Sayfa metni:
Araştırmanın 9 ana bölümünün başlıkları şöyle: Kültürel Kimlik Algıları, Türkiye'de Siyasal Kimlik Algıları, Mahalle Baskısı, Ötekileşme ve Ayrımcılığa Bakış, Genel Olarak Aleviliğe ve Alevi Açılımına Bakış, Kürt Sorununa ve Demokratik Açılıma Bakış, Azınlık Haklarına Bakış, Dini Haklar ve Özgürlüklere Bakış, Eğitim Hakkına Bakış ve Demokratik Hak, Özgürlüklere Bakış…
Araştırmadan tadımlık birkaç sonuç şöyle: ''Kendinizi kültürel kimlik olarak birinci derecede nasıl tanımlarsınız?'' sorusuna, ankete katılanların yüzde 52,6'sı Türk, yüzde 32,9'u ise Müslüman cevabını vermiş. Bu dağılıma göre, kendini birinci dereceden Kürt sayanların oranı yüzde 5,1, Alevi sayanların oranı da yüzde 4,5 olarak belirlenmiş.

Sağlanan veriler:
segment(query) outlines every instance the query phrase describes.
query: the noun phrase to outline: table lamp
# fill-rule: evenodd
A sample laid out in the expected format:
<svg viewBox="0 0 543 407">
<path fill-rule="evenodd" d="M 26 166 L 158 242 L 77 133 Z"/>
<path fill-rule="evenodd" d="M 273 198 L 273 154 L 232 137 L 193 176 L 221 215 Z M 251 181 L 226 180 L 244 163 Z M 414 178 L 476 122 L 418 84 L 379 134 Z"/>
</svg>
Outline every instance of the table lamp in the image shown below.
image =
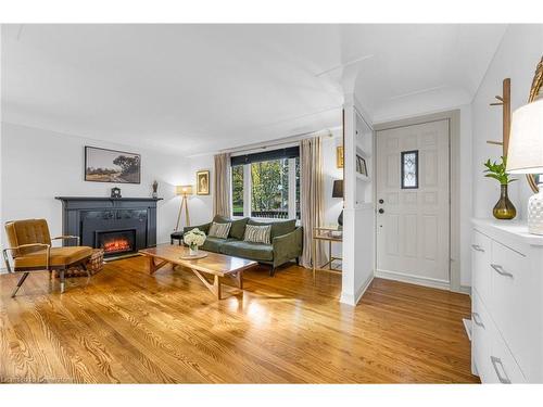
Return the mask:
<svg viewBox="0 0 543 407">
<path fill-rule="evenodd" d="M 507 151 L 509 174 L 543 173 L 543 99 L 528 103 L 513 113 Z M 528 200 L 528 231 L 543 234 L 543 179 L 539 192 Z"/>
<path fill-rule="evenodd" d="M 185 220 L 187 222 L 187 226 L 190 226 L 188 195 L 192 195 L 192 186 L 177 186 L 175 187 L 175 193 L 176 195 L 182 196 L 181 206 L 179 206 L 179 215 L 177 215 L 177 225 L 175 227 L 175 230 L 177 231 L 179 229 L 179 220 L 181 220 L 181 212 L 184 207 L 185 207 Z"/>
<path fill-rule="evenodd" d="M 334 179 L 332 188 L 332 198 L 343 198 L 343 180 Z M 338 225 L 343 226 L 343 208 L 341 208 L 341 214 L 338 217 Z"/>
</svg>

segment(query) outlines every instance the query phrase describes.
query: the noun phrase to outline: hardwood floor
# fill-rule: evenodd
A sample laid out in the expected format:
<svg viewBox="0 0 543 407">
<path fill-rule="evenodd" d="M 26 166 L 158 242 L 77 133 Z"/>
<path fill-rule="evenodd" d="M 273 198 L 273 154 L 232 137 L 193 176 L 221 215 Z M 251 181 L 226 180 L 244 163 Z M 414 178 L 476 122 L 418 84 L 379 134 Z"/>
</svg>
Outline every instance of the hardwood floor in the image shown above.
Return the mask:
<svg viewBox="0 0 543 407">
<path fill-rule="evenodd" d="M 357 307 L 340 276 L 247 271 L 216 301 L 193 275 L 110 263 L 50 291 L 47 272 L 0 276 L 0 381 L 55 383 L 478 382 L 467 295 L 376 279 Z"/>
</svg>

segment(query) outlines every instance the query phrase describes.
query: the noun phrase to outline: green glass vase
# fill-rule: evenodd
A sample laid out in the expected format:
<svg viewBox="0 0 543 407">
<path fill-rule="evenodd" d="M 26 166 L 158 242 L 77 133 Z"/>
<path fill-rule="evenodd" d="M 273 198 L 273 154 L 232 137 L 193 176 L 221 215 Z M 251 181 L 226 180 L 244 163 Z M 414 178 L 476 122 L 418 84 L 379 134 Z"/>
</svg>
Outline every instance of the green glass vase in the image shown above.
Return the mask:
<svg viewBox="0 0 543 407">
<path fill-rule="evenodd" d="M 500 194 L 500 200 L 494 205 L 494 209 L 492 211 L 494 217 L 496 219 L 513 219 L 517 216 L 517 209 L 513 202 L 509 201 L 509 196 L 507 195 L 507 185 L 502 186 L 502 192 Z"/>
</svg>

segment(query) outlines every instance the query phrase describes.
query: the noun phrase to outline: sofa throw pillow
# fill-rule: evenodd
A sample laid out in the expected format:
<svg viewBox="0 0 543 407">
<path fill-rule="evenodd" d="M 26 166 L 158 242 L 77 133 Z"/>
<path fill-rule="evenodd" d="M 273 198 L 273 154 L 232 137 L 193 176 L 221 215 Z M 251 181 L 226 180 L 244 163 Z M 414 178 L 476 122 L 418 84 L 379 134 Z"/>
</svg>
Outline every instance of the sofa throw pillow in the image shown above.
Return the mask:
<svg viewBox="0 0 543 407">
<path fill-rule="evenodd" d="M 228 232 L 232 224 L 217 224 L 214 221 L 211 224 L 210 232 L 207 233 L 212 238 L 226 239 L 228 238 Z"/>
<path fill-rule="evenodd" d="M 245 242 L 252 242 L 252 243 L 272 244 L 269 240 L 270 234 L 272 234 L 272 225 L 267 226 L 248 225 L 245 226 L 245 234 L 243 236 L 243 240 Z"/>
</svg>

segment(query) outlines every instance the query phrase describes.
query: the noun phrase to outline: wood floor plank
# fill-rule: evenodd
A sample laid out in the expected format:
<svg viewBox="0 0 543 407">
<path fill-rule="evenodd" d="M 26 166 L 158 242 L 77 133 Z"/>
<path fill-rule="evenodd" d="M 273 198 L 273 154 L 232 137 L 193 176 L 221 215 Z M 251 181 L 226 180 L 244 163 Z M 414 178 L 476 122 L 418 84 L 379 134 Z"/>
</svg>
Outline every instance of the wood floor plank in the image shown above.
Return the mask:
<svg viewBox="0 0 543 407">
<path fill-rule="evenodd" d="M 0 276 L 0 381 L 75 383 L 476 383 L 467 295 L 376 279 L 356 307 L 341 276 L 244 272 L 216 301 L 181 268 L 109 263 L 64 294 Z M 231 284 L 228 280 L 226 284 Z"/>
</svg>

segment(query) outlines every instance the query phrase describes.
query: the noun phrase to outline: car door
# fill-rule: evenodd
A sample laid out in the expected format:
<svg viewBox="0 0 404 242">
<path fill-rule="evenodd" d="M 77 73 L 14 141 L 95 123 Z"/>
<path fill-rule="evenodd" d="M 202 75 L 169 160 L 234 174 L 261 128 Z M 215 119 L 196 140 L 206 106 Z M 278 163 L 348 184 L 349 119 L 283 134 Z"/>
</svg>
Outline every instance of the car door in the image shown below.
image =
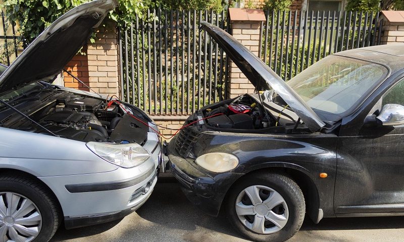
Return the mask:
<svg viewBox="0 0 404 242">
<path fill-rule="evenodd" d="M 404 212 L 404 125 L 363 125 L 365 117 L 378 115 L 385 104 L 404 105 L 404 80 L 395 83 L 370 107 L 362 121 L 352 121 L 363 122 L 360 128 L 338 138 L 334 193 L 337 216 Z M 355 127 L 343 125 L 340 133 L 348 134 L 343 129 Z"/>
</svg>

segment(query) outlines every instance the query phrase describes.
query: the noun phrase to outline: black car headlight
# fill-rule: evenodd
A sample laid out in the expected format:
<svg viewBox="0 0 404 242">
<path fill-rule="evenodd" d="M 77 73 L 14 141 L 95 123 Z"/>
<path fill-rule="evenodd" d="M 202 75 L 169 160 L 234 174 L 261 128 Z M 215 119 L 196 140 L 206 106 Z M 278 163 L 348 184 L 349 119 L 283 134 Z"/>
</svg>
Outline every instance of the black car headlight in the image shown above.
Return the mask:
<svg viewBox="0 0 404 242">
<path fill-rule="evenodd" d="M 234 155 L 223 152 L 209 153 L 195 160 L 202 168 L 214 172 L 225 172 L 238 165 L 238 158 Z"/>
</svg>

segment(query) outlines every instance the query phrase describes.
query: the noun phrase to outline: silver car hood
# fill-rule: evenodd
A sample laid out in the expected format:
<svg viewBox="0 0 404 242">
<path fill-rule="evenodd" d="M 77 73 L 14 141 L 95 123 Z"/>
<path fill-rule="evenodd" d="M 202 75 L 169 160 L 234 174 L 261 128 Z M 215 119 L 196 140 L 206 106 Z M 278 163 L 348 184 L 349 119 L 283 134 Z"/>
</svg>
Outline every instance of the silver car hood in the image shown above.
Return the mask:
<svg viewBox="0 0 404 242">
<path fill-rule="evenodd" d="M 200 24 L 257 90 L 268 90 L 272 87 L 312 132 L 325 126 L 301 97 L 258 56 L 220 28 L 206 22 L 201 22 Z"/>
<path fill-rule="evenodd" d="M 57 19 L 0 76 L 0 94 L 38 81 L 53 80 L 117 4 L 116 0 L 96 0 Z"/>
</svg>

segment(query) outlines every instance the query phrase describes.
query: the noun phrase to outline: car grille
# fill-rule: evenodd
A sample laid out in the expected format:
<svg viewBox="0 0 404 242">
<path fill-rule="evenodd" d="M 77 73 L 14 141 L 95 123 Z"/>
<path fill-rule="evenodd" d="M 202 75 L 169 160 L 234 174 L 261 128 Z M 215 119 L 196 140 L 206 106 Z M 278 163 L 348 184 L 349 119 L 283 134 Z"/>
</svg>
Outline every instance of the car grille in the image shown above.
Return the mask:
<svg viewBox="0 0 404 242">
<path fill-rule="evenodd" d="M 190 129 L 181 130 L 177 136 L 175 141 L 175 150 L 183 157 L 186 158 L 191 153 L 191 150 L 196 143 L 200 134 Z"/>
</svg>

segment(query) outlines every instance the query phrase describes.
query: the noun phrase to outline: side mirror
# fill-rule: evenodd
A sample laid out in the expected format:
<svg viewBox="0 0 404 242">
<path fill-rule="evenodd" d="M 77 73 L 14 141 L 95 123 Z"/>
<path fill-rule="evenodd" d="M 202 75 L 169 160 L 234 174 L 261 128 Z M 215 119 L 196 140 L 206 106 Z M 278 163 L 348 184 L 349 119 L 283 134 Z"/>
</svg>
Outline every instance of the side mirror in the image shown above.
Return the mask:
<svg viewBox="0 0 404 242">
<path fill-rule="evenodd" d="M 404 106 L 398 104 L 386 104 L 376 118 L 383 126 L 404 125 Z"/>
</svg>

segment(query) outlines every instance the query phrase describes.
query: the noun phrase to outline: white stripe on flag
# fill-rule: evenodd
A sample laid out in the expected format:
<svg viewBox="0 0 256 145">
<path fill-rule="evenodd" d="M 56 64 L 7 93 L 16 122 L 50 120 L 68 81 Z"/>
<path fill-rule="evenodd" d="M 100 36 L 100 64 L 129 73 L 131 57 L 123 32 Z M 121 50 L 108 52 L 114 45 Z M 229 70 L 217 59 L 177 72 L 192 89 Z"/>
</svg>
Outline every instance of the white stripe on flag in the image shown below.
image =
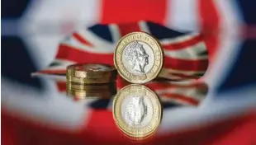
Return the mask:
<svg viewBox="0 0 256 145">
<path fill-rule="evenodd" d="M 197 0 L 168 0 L 166 24 L 174 30 L 198 31 Z"/>
<path fill-rule="evenodd" d="M 204 76 L 204 79 L 212 88 L 216 88 L 225 81 L 230 68 L 235 65 L 234 62 L 240 49 L 239 35 L 242 26 L 241 19 L 234 2 L 226 0 L 215 2 L 220 16 L 220 44 L 214 63 Z"/>
</svg>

Görev gereklilikleri:
1) Sayfa metninde "Araştırmanın 9 ana" ifadesinden başlayıp "4,5 olarak belirlenmiş." ifadesine kadar uzanan bölümün tamamını olduğu gibi aktarın.
2) Sayfa metnine göre, kendini birinci derecede Kürt olarak tanımlayanların oranı yüzde kaçtır?
Öğeler başka bir kaynaktan alınmıştır.

Sıralı çözümler:
1)
Araştırmanın 9 ana bölümünün başlıkları şöyle: Kültürel Kimlik Algıları, Türkiye'de Siyasal Kimlik Algıları, Mahalle Baskısı, Ötekileşme ve Ayrımcılığa Bakış, Genel Olarak Aleviliğe ve Alevi Açılımına Bakış, Kürt Sorununa ve Demokratik Açılıma Bakış, Azınlık Haklarına Bakış, Dini Haklar ve Özgürlüklere Bakış, Eğitim Hakkına Bakış ve Demokratik Hak, Özgürlüklere Bakış…
Araştırmadan tadımlık birkaç sonuç şöyle: ''Kendinizi kültürel kimlik olarak birinci derecede nasıl tanımlarsınız?'' sorusuna, ankete katılanların yüzde 52,6'sı Türk, yüzde 32,9'u ise Müslüman cevabını vermiş. Bu dağılıma göre, kendini birinci dereceden Kürt sayanların oranı yüzde 5,1, Alevi sayanların oranı da yüzde 4,5 olarak belirlenmiş.

2) Yüzde 5,1.